If we are sincere in our expressed determination to maintain tranquility at home and peace abroad, we must not neglect to lay our course in accordance with the ascertained acts of life. We know that we have come into possession of great wealth and high place in the world. There is scarcely a civilized nation which is not our debtor. We are sufficiently acquainted with human nature to realize that we are oftentimes the object of envy. Unless we maintain sufficient forces to be placed at points of peril when they arise, thereby avoiding for the most part serious attack, there would be grave danger that we should suffer from violent outbreaks, so destroying our rights and compromising our honor that war would become inevitable. It is to protect ourselves from such danger that we maintain our national defense. Under this policy it is perfectly apparent that our forces are dedicated solely to the preservation of peace…We have sufficient reserve resources so that we need not be hasty in asserting our rights. We can afford to let our patience be commensurate with our power” — May 30, 1927, emphasis added.

On the Basis of Racial Harmony

“On account of the migration of large numbers into industrial centers, it has been proposed that a commission be created, composed of members from both races, to formulate a better policy for mutual understanding and confidence. Such an effort is to be commended. Everyone would rejoice in the accomplishment of the results which it seeks. But it is well to recognize that these difficulties are to a large extent local problems which must be worked out by the mutual forbearance and human kindness of each community. Such a method gives much more promise of a real remedy than outside interference” — President Coolidge, Annual Message to Congress, December 6, 1923.

These words were not mere platitudes nor were they a white man’s effort to pander. They reinforced what Dr. Robert Moton had said the previous year on the steps of the Lincoln Memorial, “This is a fair and goodly land. Much right have we, both black and white, to be proud of our achievements at home and our increasing service in all the world. In like manner, there is abundant cause for rejoicing that sectional rancours and racial antagonisms are softening more and more into mutual understanding and increasing sectional and inter-racial cooperation. But unless here at home we are willing to grant to the least and humblest citizen the full enjoyment of every constitutional privilege, our boast is but a mockery and our professions as sounding brass and a tinkling cymbal before the nations of the earth.”

8556421087_30d56dd4f7_z moton speaks

When it came out that Veteran Bureau officials had hired an incompetent white woman over a better qualified candidate in the person of John H. Calhoun, graduate of Hampton Institute (Dr. Moton’s alma mater), Coolidge launched into action. He voided the Bureau’s appointments, required full retesting of the candidates through which it was discovered that not only did the woman flunk the exam but Calhoun had earned the highest score among all applicants. Despite threats to his life, Calhoun arrived safely in Washington to take up his public responsibilities. This was simply Coolidge’s way, rooted in a respect for all people. Color or race was immaterial to him. The “content of one’s character” and the competence of the individual mattered far more.

Rows from a dataset:

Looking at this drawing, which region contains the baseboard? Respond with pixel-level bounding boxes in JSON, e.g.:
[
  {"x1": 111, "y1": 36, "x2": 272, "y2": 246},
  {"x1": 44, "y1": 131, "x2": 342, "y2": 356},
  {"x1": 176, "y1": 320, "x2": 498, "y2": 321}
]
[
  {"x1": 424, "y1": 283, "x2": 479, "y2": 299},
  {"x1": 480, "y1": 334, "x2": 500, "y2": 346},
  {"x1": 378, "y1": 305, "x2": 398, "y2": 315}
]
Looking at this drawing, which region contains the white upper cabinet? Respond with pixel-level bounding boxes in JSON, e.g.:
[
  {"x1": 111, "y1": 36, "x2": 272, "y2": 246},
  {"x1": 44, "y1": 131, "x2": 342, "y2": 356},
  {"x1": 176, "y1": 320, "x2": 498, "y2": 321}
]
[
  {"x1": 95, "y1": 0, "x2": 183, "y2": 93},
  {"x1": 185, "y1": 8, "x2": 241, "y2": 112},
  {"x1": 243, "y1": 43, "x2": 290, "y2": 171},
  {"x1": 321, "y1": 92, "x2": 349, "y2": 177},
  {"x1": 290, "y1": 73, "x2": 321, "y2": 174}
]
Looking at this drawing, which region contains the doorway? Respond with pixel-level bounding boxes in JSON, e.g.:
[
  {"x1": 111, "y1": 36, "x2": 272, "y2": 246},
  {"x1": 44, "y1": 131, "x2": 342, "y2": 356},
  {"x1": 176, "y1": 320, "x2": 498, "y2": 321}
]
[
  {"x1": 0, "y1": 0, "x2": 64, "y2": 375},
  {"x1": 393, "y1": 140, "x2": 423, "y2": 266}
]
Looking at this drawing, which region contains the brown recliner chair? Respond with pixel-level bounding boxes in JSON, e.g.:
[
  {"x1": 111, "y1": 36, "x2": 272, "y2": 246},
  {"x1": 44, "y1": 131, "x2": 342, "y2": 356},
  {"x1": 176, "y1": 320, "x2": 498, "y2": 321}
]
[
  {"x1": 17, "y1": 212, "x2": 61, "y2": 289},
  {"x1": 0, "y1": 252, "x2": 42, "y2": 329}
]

◆ REQUIRED WORK
**1.** In the rows, switch "recliner chair" to "armchair" in the stretch from the line containing "Looking at this drawing, which region contains the brown" through the end of the rows, leaving everything else unchanged. Give back only those lines.
**2.** Pick up the Coolidge passage after its last sentence and keep writing it.
The Coolidge passage and the rows have nothing to do with each other.

◆ RESULTS OF THE TASKS
**1.**
Looking at this drawing, which region contains the brown armchair? Respond with pixel-level bounding boxes in JSON, e.g.:
[
  {"x1": 111, "y1": 36, "x2": 272, "y2": 246},
  {"x1": 44, "y1": 131, "x2": 342, "y2": 356},
  {"x1": 176, "y1": 320, "x2": 498, "y2": 321}
]
[
  {"x1": 17, "y1": 212, "x2": 61, "y2": 289},
  {"x1": 0, "y1": 252, "x2": 42, "y2": 329}
]

**2.**
“Under our institutions success is the rule and failure is the exception. We have no better example of this than the enormous progress which is being made by the Negro race. To some of its individuals it may seem slow, toilsome, and unsatisfactory, but viewed as a whole it has been a demonstration of their patriotism and their worth. They are doing a great work in the land, and are entitled to the protection of the Constitution and the law. It is a satisfaction to observe that the crime of lynching, of which they have been so often the victims, has been greatly diminished, and I trust that any further continuation of this national shame may be prevented by law” — President Coolidge, upon accepting the Republican nomination for President, August 14, 1924.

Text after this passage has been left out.